### What to work on
The following data has a line with "pixel 583 594" and a line with "pixel 765 573". Write out exactly those lines and all the lines between them.

Stored data entries

==================================================

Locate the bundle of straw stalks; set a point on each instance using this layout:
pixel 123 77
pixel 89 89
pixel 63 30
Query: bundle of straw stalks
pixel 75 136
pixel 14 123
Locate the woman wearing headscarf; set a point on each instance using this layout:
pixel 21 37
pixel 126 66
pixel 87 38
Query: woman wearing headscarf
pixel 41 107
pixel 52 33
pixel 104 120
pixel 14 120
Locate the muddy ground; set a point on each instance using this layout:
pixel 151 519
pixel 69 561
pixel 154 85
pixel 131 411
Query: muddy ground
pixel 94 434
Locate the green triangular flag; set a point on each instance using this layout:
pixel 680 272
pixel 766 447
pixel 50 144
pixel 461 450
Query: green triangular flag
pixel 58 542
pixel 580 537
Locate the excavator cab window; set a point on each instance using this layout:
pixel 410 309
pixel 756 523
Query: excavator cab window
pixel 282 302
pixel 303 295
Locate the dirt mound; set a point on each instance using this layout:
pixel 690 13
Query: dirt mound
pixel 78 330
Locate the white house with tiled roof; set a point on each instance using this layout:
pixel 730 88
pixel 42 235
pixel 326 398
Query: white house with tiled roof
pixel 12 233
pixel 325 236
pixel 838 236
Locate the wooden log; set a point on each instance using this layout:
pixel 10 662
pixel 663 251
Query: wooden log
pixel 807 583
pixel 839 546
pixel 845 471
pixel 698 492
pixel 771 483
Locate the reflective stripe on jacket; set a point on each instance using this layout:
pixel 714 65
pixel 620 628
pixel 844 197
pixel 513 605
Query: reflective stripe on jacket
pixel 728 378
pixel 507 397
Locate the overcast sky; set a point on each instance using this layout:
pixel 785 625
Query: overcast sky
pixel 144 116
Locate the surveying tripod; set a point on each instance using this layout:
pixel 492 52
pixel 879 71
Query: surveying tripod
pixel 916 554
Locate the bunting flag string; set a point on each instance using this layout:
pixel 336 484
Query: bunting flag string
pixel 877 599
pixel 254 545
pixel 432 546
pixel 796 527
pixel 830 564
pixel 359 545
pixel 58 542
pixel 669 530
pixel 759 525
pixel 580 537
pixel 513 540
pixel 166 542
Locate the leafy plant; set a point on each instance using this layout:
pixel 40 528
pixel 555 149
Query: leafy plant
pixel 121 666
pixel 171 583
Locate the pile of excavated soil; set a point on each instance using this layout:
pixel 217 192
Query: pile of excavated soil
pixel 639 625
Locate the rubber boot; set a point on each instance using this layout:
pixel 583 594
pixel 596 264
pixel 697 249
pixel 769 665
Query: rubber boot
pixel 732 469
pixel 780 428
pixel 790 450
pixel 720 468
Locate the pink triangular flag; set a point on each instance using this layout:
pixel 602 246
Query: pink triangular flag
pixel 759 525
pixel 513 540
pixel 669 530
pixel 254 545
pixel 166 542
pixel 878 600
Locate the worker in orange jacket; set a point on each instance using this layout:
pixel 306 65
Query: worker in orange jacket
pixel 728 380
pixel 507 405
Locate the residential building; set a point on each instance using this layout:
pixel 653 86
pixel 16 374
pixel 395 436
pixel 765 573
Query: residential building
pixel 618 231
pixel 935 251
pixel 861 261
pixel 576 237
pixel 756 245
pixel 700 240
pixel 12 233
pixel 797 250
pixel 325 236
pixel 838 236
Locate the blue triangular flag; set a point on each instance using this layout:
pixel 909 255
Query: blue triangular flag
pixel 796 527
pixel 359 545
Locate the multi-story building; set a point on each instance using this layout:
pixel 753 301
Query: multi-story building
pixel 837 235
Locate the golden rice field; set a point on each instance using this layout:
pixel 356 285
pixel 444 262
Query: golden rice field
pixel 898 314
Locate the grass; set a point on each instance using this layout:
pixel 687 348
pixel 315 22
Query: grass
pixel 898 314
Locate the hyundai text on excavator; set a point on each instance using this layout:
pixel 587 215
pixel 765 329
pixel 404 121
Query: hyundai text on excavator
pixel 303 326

==================================================

### Answer to the exercise
pixel 583 594
pixel 596 264
pixel 697 249
pixel 769 665
Query: rubber boot
pixel 732 469
pixel 780 428
pixel 790 450
pixel 720 468
Locate the pink triangular flag; set a point on each instance using this layout:
pixel 602 246
Query: pink triangular flag
pixel 759 525
pixel 513 540
pixel 669 530
pixel 254 545
pixel 166 542
pixel 878 600
Locate the worker in orange jacket; set a point on each instance using this layout:
pixel 306 65
Query: worker in orange jacket
pixel 728 380
pixel 507 405
Locate the residential building; set a point on each instance using this layout:
pixel 653 86
pixel 16 374
pixel 395 436
pixel 765 573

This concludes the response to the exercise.